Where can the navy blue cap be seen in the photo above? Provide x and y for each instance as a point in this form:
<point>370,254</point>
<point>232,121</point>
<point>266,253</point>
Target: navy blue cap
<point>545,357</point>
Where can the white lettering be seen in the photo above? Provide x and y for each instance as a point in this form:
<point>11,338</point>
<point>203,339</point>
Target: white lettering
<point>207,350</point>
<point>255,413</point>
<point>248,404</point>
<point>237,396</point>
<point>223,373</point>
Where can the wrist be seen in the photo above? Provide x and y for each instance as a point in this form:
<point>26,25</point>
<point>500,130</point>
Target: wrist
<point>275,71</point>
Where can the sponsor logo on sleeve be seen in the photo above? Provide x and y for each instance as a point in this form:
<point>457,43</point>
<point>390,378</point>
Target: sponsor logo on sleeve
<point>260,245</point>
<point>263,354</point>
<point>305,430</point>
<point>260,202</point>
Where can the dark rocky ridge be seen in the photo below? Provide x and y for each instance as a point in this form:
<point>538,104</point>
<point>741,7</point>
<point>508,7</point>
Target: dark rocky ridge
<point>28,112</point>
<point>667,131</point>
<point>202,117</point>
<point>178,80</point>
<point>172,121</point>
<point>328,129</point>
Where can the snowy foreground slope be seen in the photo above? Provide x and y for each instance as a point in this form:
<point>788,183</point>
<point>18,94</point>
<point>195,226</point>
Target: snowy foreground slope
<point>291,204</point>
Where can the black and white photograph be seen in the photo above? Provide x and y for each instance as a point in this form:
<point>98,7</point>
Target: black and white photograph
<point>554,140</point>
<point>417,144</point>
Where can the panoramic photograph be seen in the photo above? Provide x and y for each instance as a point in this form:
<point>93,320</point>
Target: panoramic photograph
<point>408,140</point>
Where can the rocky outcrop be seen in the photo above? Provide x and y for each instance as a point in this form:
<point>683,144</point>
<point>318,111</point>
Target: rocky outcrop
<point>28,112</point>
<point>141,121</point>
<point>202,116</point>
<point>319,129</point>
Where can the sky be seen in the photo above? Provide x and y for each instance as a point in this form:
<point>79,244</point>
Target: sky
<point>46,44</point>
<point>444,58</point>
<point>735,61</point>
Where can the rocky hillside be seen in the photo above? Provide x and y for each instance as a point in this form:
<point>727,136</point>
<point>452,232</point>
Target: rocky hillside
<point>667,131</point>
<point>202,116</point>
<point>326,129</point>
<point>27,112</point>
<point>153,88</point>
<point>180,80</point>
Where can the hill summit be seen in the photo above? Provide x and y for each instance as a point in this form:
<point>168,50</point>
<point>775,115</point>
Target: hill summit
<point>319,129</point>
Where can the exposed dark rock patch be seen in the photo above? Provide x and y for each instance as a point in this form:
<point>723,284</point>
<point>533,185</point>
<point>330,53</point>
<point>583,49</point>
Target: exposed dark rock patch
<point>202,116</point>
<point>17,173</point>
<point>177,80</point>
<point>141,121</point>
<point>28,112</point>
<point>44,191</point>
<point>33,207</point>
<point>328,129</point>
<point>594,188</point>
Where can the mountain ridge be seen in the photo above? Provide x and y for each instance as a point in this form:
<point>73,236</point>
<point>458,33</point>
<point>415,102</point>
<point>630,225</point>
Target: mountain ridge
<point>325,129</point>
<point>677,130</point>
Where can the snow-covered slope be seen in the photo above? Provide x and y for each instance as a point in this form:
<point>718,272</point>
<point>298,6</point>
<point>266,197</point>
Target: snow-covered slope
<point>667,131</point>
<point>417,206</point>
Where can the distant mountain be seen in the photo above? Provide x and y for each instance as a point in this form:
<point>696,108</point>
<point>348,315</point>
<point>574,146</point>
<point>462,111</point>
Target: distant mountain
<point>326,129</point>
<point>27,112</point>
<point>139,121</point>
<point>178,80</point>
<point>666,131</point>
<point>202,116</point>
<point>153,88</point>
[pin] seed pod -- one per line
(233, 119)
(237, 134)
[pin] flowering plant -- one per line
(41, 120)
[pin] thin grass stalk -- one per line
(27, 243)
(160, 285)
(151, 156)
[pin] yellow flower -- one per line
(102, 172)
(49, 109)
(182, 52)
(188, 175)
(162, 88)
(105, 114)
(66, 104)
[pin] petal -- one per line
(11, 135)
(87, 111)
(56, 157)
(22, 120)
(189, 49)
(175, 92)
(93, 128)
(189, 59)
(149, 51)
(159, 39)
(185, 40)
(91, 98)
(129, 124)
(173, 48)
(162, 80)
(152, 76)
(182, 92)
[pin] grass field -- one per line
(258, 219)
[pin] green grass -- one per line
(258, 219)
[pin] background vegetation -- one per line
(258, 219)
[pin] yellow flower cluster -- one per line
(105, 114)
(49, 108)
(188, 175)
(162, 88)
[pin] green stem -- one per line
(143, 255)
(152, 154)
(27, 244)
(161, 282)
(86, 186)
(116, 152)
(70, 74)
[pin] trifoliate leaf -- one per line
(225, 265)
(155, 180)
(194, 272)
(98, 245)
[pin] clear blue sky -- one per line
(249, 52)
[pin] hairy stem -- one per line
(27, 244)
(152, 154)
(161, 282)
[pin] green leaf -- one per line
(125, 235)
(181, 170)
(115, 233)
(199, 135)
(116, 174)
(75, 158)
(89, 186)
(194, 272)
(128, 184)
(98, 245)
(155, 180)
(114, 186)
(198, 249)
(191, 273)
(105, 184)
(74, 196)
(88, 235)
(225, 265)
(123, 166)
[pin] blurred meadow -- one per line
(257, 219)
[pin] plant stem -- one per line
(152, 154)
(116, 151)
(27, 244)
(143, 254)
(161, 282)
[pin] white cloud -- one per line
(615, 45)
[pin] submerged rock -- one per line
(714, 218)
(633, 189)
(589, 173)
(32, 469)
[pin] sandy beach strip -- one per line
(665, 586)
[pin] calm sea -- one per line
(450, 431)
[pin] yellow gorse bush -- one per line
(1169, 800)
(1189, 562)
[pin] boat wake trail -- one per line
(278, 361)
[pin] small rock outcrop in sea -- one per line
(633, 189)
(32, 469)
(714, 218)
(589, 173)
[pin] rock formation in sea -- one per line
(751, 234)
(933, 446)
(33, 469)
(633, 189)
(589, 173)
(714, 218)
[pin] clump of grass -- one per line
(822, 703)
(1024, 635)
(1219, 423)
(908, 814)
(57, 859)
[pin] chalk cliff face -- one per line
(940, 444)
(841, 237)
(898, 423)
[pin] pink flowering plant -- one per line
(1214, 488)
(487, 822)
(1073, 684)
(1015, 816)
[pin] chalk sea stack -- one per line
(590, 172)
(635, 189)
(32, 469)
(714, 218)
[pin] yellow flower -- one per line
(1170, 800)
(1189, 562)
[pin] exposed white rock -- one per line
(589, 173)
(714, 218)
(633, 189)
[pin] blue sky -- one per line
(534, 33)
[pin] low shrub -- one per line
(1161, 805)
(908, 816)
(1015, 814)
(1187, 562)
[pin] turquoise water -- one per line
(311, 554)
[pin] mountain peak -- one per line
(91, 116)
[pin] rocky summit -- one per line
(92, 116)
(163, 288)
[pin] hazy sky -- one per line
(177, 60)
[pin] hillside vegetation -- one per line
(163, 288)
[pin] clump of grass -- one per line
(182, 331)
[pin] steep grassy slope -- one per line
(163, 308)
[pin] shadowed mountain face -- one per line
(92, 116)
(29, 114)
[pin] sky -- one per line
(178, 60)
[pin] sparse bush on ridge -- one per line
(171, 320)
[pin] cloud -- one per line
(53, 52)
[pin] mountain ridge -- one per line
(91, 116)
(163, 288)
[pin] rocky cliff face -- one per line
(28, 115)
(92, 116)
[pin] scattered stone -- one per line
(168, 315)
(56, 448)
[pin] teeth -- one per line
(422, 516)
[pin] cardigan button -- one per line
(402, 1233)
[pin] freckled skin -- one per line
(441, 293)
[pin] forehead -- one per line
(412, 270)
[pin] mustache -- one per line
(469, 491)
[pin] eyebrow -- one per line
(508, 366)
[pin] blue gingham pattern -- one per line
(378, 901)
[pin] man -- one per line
—————
Exercise prompt: Copy out the lines above exactly, beginning at the one that contains "<point>79,244</point>" and ending at the one that contains "<point>452,232</point>".

Response area:
<point>79,244</point>
Target: sky
<point>46,44</point>
<point>444,58</point>
<point>735,61</point>
Where can the rocky hillside be seen in the photo above? Provide x and y for each instance as a point in this form:
<point>727,136</point>
<point>452,232</point>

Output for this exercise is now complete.